Vor allem in Österreich und Frankreich wird verstärkt kontrolliert. Dort werden Bußgelder in Höhe von bis zu 10.000 Euro verhängt. Darüber hinaus können die Behörden den Zutritt zu Werks- oder Messegeländen verbieten. Auch in anderen Ländern ist mit verstärkten Kontrollen zu rechnen.
Ausgesuchte Informationsportale rund um das Thema Entsendung
Auf den folgenden Webseiten finden Sie ausführliche Informationen zu den Melde- und Nachweisvorschriften in den EU-Ländern sowie in Norwegen und der Schweiz.
Außenwirtschaftsportal NRW – Dienstleistungen im Ausland Das Portal hält umfangreiche Informationen über die Entsendung von Mitarbeitenden in fast alle EU-Länder sowie die Nicht-EU-Länder Norwegen und Schweiz bereit. Die Informationen sind in die Bereiche „Grundlagen“ und „Länder“ aufgeteilt. Die „Grundlagen“ umfassen allgemeine Themen wie z.B. die Definition einer Auslandsentsendung sowie vertragliche und sozialversicherungsrechtliche Aspekte. Im Bereich „Länder“ werden die jeweiligen nationalen Entsendevorschriften ausführlich beleuchtet. Dazu gehören die Rechtsgrundlagen, Meldepflichten, Besonderheiten für Bau/Montage, Arbeitsrecht und –sicherheit sowie die vor Ort benötigten Unterlagen.
Bundesministerium für Arbeit, Soziales, Gesundheit und Konsumentenschutz der Republik Österreich – Entsendeplattform Auf dieser offiziellen österreichischen Webseite sind alle Informationen und Rechtsgrundlagen zum Thema Mitarbeiterentsendung nach Österreich zu finden. Neben Hinweisen zu den Formalitäten der Meldepflichten gibt es Informationen zu den Themen Arbeitsrecht, Mindestlohn, Kollektivverträge und Besonderheiten im Baubereich. Zusätzlich wird bei wichtigen Themen auf weiterführende Webseiten und auf Ansprechpartner verwiesen.
Staatssekretariat für Wirtschaft (SECO), Schweiz – Informationsplattform entsendung.admin.ch Die Schweizer Behörden haben auf dieser Seite alle wichtigen Informationen für eine Entsendung in die Schweiz ausführlich zusammengefasst. Dazu gehört eine Beschreibung der Abläufe, Regelungen und Begriffe, die sich teilweise von den europäischen Vorgehensweisen unterscheiden. Die Webseite informiert über die Pflichten gegenüber Arbeitnehmerinnen und Arbeiternehmern, den Schweizer Behörden und weist auf die Regelungen für Selbstständige hin.
IHK Südlicher Oberrhein – Das Wichtigste zu Schweiz & Frankreich Die IHK Südlicher Oberrhein mit Sitz in Freiburg ist aufgrund ihrer geografischen Lage Anlaufstelle für viele Unternehmen, die in der Schweiz und Frankreich Geschäfte machen und Dienstleistungen erbringen wollen. Auf der Webseite finden sich umfangreiche Informationen über die Mitarbeiterentsendung in diese beiden Länder. Für Frankreich finden sich noch zusätzlich Informationen zur Entsendung im Gütertransport und bei Personenbeförderung sowie zur Carte BTP für den Baubereich.

..............................

## Zu erledigende Aufgaben
[a] Gib den Abschnitt des Textes zur Mitarbeiterentsendung, beginnend mit „Staatssekretariat für Wirtschaft“ und weiter bis einschließlich „für Selbstständige hin.“, erneut wieder und ersetze darin „Webseite“ durch „Plattform“.
[b] Welche Informationsportale stellt der Text zur Mitarbeiterentsendung vor? Nenne sie mit ihrer vollständigen Bezeichnung.
[c] Weshalb ist die IHK Südlicher Oberrhein laut dem Text zur Mitarbeiterentsendung Anlaufstelle für viele Unternehmen, die in der Schweiz und Frankreich Geschäfte machen wollen?
Die Datensätze stammen aus einer anderen Quelle.

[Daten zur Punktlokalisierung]
..............................

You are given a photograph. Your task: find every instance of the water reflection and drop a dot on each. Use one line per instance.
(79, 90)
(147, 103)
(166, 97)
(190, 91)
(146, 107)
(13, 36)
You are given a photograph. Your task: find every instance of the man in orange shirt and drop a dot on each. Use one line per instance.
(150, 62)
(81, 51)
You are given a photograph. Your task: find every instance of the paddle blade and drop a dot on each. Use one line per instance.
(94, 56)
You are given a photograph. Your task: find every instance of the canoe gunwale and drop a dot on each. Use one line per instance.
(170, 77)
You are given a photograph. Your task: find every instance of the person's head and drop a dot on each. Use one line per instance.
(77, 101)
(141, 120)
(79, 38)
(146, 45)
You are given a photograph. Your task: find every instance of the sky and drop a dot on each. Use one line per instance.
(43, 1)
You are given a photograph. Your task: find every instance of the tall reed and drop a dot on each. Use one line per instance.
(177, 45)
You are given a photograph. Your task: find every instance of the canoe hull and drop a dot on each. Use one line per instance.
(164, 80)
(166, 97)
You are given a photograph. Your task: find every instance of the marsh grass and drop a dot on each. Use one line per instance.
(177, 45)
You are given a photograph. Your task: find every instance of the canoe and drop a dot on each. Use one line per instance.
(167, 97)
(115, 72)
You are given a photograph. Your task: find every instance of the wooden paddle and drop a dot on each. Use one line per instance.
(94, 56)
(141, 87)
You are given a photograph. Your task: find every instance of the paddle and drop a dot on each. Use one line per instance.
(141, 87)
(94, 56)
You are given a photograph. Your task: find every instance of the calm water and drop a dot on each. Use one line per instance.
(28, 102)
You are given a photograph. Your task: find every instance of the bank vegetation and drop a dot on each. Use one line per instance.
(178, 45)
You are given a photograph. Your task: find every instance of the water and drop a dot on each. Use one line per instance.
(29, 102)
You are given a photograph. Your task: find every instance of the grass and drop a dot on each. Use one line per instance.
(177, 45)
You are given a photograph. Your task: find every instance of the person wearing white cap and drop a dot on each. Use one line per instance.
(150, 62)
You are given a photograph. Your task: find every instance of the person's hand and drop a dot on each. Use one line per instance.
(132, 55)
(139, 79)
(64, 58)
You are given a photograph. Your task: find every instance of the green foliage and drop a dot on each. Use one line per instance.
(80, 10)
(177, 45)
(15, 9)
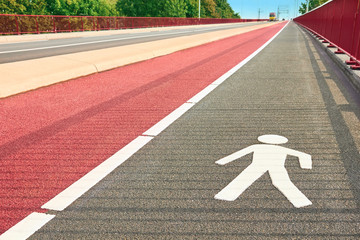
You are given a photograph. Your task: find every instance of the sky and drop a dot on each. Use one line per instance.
(250, 8)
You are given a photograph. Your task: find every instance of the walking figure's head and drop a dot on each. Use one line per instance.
(273, 139)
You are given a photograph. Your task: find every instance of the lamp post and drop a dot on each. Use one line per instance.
(199, 8)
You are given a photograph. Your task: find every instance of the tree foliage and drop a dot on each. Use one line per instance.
(312, 4)
(131, 8)
(175, 8)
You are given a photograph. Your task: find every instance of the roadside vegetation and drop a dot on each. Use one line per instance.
(130, 8)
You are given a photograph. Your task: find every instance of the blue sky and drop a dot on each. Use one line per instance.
(250, 8)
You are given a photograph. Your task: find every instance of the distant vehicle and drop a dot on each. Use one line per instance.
(272, 17)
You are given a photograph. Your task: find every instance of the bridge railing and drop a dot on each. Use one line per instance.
(337, 22)
(23, 24)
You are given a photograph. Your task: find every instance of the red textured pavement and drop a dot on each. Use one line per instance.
(53, 136)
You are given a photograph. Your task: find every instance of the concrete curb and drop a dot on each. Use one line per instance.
(50, 70)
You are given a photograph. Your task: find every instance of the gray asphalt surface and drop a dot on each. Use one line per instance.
(167, 189)
(31, 50)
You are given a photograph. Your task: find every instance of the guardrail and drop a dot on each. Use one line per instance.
(337, 22)
(22, 24)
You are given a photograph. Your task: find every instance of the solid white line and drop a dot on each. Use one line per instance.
(73, 192)
(27, 227)
(198, 97)
(168, 120)
(103, 41)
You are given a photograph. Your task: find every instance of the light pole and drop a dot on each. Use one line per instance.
(199, 8)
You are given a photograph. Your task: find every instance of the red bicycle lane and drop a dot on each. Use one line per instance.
(53, 136)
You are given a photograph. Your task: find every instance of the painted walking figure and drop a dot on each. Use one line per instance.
(267, 157)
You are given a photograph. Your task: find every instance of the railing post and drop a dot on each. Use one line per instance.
(37, 25)
(82, 24)
(17, 24)
(54, 30)
(69, 24)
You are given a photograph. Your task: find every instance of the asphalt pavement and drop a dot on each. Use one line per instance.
(22, 51)
(166, 190)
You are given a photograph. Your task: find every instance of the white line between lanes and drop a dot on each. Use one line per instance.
(78, 188)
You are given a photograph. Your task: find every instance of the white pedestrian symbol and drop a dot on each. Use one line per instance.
(266, 157)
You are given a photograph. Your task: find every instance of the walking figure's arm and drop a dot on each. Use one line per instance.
(304, 159)
(235, 156)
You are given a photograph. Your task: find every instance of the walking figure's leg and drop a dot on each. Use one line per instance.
(235, 188)
(280, 179)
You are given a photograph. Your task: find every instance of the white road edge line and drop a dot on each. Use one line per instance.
(168, 120)
(74, 191)
(78, 188)
(27, 227)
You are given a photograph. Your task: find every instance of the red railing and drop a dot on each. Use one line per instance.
(22, 24)
(337, 22)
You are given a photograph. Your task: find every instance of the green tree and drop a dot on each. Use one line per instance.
(11, 7)
(174, 8)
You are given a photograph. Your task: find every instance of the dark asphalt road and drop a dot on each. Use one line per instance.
(33, 50)
(166, 190)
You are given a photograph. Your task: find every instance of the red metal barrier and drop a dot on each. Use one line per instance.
(338, 22)
(22, 24)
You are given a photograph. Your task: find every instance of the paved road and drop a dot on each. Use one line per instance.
(55, 135)
(32, 50)
(166, 190)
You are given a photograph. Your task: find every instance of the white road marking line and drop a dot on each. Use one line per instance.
(103, 41)
(198, 97)
(270, 158)
(27, 227)
(168, 120)
(73, 192)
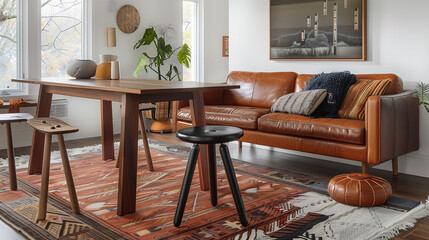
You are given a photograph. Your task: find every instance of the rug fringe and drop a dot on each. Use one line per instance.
(407, 221)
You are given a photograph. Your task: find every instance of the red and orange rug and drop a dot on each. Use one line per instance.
(279, 204)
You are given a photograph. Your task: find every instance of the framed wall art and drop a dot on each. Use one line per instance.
(318, 30)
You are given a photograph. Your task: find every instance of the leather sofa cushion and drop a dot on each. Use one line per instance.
(237, 116)
(258, 89)
(334, 129)
(395, 87)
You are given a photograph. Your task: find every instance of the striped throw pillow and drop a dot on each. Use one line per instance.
(302, 103)
(354, 104)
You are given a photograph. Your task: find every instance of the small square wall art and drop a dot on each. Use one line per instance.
(318, 30)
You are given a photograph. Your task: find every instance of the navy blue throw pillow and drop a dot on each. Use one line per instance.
(337, 84)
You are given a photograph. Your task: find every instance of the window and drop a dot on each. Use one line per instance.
(190, 37)
(61, 35)
(9, 42)
(39, 43)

..............................

## Ergebnisse je Aufgabe
[a]
Staatssekretariat für Wirtschaft (SECO), Schweiz – Informationsplattform entsendung.admin.ch Die Schweizer Behörden haben auf dieser Seite alle wichtigen Informationen für eine Entsendung in die Schweiz ausführlich zusammengefasst. Dazu gehört eine Beschreibung der Abläufe, Regelungen und Begriffe, die sich teilweise von den europäischen Vorgehensweisen unterscheiden. Die Plattform informiert über die Pflichten gegenüber Arbeitnehmerinnen und Arbeiternehmern, den Schweizer Behörden und weist auf die Regelungen für Selbstständige hin.

[b]
- Außenwirtschaftsportal NRW – Dienstleistungen im Ausland
- Bundesministerium für Arbeit, Soziales, Gesundheit und Konsumentenschutz der Republik Österreich – Entsendeplattform
- Staatssekretariat für Wirtschaft (SECO), Schweiz – Informationsplattform entsendung.admin.ch
- IHK Südlicher Oberrhein – Das Wichtigste zu Schweiz & Frankreich

[c] Das liegt an ihrer geografischen Lage. Die IHK hat ihren Sitz in Freiburg.